§ MATERIAL SUPPLIED
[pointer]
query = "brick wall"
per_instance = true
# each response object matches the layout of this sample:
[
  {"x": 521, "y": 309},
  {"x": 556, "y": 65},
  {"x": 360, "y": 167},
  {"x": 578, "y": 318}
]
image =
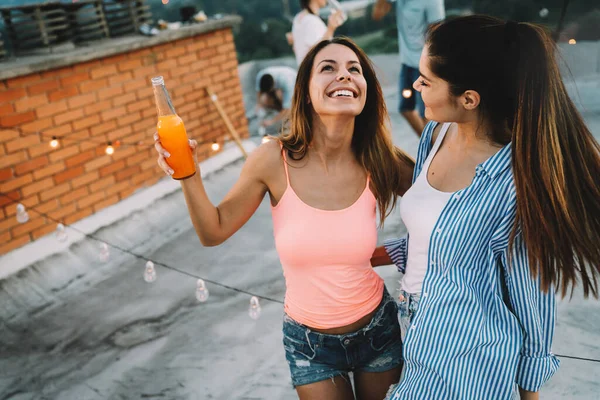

§ ASSIGNMENT
Could you restate exactly the lines from the line containing "per_instance = true" through the end of the listing, both ends included and nothing else, leaving the images out?

§ FINISHED TASK
per_instance = true
# each response object matches the layout of this sample:
[
  {"x": 521, "y": 309},
  {"x": 556, "y": 65},
  {"x": 360, "y": 167},
  {"x": 578, "y": 318}
]
image =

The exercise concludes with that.